[RECORDS TO USE start]

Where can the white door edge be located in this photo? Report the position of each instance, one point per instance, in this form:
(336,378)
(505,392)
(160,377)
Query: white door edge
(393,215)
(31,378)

[RECORDS TO USE end]

EXERCISE GOAL> Render the material above as a JSON list of strings with one string per line, leaving out any blank lines.

ANSWER FOR THIS EXERCISE>
[
  "Where can the white door edge be located in this photo? Report the position of each instance, one point per instance, in this form:",
  "(336,378)",
  "(505,392)",
  "(160,377)",
  "Query: white door edge",
  "(393,215)",
  "(31,378)"
]